_Provided passage_:
_____

Deu 24:1 "When a man takes a wife and marries her, if then she finds no favor in his eyes because he has found some indecency in her, and he writes her a certificate of divorce and puts it in her hand and sends her out of his house, and she departs out of his house, Deu 24:2 and if she goes and becomes another man's wife, Deu 24:3 and the latter man hates her and writes her a certificate of divorce and puts it in her hand and sends her out of his house, or if the latter man dies, who took her to be his wife, Deu 24:4 then her former husband, who sent her away, may not take her again to be his wife, after she has been defiled, for that is an abomination before the LORD. And you shall not bring sin upon the land that the LORD your God is giving you for an inheritance.
The Pharisees misunderstood Dt. 24. Moses didn’t command the Jews to divorce one another, he simply regulated a practice already in existence.
Divorce is contrary to God’s plan for mankind, and when allowed in cases of adultery is only a gracious concession to the innocent party in an irreconcilable case of unfaithfulness. Where there is repentance, there can be restoration.
The word for marital unfaithfulness is the Greek word proneia or sexual immorality. This is a general term that encompasses an array of sexual sins-including fornication (during betrothal), incest, adultery (moichea), homosexuality and lesbianism. In the Old Covenant the penalty was death (Ex. 20:10). Therefore, the innocent spouse was clearly free to remarry.
Divorce is therefore not God’s ideal, but His concession. It is not commanded, but permitted, and it is not the first option but a last resort.
We do not know why some of the Corinthians wanted to divorce their partners. In light of verses 1–7 it is likely some church members thought they could live holier and more dedicated lives as celibates and wanted to divorce for that reason. Some probably wanted to leave their mates because they saw someone more desirable, or simply because they felt unfulfilled with them. Whatever the reasons, however, they were not to divorce.

_____

_Entries supplied_:
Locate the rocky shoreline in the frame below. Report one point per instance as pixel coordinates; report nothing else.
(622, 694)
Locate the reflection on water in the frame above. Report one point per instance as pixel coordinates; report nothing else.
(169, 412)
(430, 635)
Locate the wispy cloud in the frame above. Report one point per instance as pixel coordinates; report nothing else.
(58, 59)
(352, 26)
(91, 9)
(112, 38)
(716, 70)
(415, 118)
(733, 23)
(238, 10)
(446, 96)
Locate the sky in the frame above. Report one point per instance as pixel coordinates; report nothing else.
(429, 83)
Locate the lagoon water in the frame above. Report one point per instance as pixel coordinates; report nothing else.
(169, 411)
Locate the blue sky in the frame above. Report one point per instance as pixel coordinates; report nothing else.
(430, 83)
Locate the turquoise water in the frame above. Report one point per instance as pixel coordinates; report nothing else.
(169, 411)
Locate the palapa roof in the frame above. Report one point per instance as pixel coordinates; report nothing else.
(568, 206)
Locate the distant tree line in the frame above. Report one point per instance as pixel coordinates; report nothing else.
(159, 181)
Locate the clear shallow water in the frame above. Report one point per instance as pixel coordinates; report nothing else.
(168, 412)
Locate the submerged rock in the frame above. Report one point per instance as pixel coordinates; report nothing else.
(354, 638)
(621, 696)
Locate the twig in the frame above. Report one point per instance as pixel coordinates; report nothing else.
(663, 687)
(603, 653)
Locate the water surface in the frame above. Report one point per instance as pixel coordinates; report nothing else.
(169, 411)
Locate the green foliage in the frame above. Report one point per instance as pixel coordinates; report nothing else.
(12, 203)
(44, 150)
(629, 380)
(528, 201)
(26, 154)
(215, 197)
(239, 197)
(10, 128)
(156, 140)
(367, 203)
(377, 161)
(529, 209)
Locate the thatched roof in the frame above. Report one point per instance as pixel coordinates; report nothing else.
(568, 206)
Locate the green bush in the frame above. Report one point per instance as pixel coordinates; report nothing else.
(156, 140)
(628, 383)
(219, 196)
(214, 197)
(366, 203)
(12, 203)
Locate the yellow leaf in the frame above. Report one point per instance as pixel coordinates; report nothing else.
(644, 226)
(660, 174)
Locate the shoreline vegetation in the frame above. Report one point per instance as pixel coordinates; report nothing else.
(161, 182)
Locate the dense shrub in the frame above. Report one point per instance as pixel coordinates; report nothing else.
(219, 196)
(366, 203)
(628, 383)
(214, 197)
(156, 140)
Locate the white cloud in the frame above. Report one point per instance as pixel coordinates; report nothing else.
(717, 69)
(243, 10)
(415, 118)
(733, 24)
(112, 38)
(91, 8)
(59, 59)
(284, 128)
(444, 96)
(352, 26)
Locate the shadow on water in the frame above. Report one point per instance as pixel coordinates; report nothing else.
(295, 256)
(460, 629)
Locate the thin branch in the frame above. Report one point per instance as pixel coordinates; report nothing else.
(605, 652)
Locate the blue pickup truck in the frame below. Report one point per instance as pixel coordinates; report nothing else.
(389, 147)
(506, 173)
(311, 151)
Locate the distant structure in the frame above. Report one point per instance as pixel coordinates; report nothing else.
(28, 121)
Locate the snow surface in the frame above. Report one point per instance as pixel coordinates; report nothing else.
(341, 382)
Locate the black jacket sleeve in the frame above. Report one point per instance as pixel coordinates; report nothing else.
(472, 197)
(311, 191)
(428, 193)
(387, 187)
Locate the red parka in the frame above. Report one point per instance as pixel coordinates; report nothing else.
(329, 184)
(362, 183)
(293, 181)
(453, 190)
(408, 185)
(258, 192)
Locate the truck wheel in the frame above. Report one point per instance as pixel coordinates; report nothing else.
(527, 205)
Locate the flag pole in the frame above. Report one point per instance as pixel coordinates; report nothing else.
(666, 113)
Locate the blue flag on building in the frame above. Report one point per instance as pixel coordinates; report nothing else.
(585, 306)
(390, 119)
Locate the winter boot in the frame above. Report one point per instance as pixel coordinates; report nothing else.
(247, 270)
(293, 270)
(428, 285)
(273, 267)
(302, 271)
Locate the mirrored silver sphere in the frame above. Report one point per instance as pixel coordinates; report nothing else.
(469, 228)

_____

_Task instructions_: Pick up the passage on divorce after its last sentence and write the next part. The rows have no connection to the passage on divorce.

_Exercise output_:
the wife should not separate from her husband 1Co 7:11 (but if she does, she should remain unmarried or else be reconciled to her husband), and the husband should not divorce his wife
Paul was not discussing divorce based on adultery, for which Jesus specifically affirmed provision (Matt. 5:32; 19:8–9). He was talking about divorce for other reasons, even supposedly spiritual ones.
As an aside, there are no biblical grounds for our common understanding of Separation. There is reasonable action of physical removal for a short time to allow counseling. But to have an indeterminable time of physical separation, goes against the instruction we have already seen of coming together often, lest you be tempted. It is too easy to divorce, when physically separated.
If there is physical or mental cruelty, it is the role of the Church to intervene and discipline accordingly (Mt. 18, 1 Cor. 5). Therefore if you are not a member of a local church that believes in the process of discipline, then you are not availing yourself of the God ordained protection that he created in the Church. You are living common law with God. Christ died for his bride.
Some of the believers in Corinth had already divorced each other or were in motion to that end. To those persons the apostle says, but if she does leave, she should remain unmarried, or else be reconciled to her husband. If a Christian does divorce another Christian, except for adultery, neither partner is free to marry another. They must stay single or rejoin their former mate. In God’s eyes that union has never been broken. These are not a counselor’s suggestions, but the Lord’s commands.
Why would this be so? Perhaps some of you know the story of Isobel Kuhn. She was a popular author and missionary to China, was married to John, a man just as strong willed and stubborn as she was. The two had many conflicts. John, for example, had a cook in China to whom he was devoted but whom Isobel couldn’t stand. Tensions grew, and Isobel sulked and stewed and finally exploded. She and John had a blazing argument.
Stuffing her hat on her head, Isobel stalked from the house, through town, and onto the plain boiling with rage. She said to herself, “I am not going to live with a man who gives a lazy servant preference over his wife.” She walked for hours, enraged, not caring where she went. She finally returned home, but the situation remained tense although John told Isobel she could dismiss the servant. When the local church leaders visiting wanting to know why the cook had been fired, John wouldn’t back Isobel. And he didn’t hire anyone else, sending all the domestic duties on her.
Other issues soon arose. For a long time the marriage was painful and stressed. But John and Isobel were committed to the Master. They were committed to personal spiritual maturity and to working and maintaining the relationship, however difficult it seemed. Furthermore, Isobel admitted that she had nowhere to go. She often walked out on John, but in that remote region on the Chinese-Thai border, there was nowhere for her to go. The two finally built a satisfying, fulfilling marriage.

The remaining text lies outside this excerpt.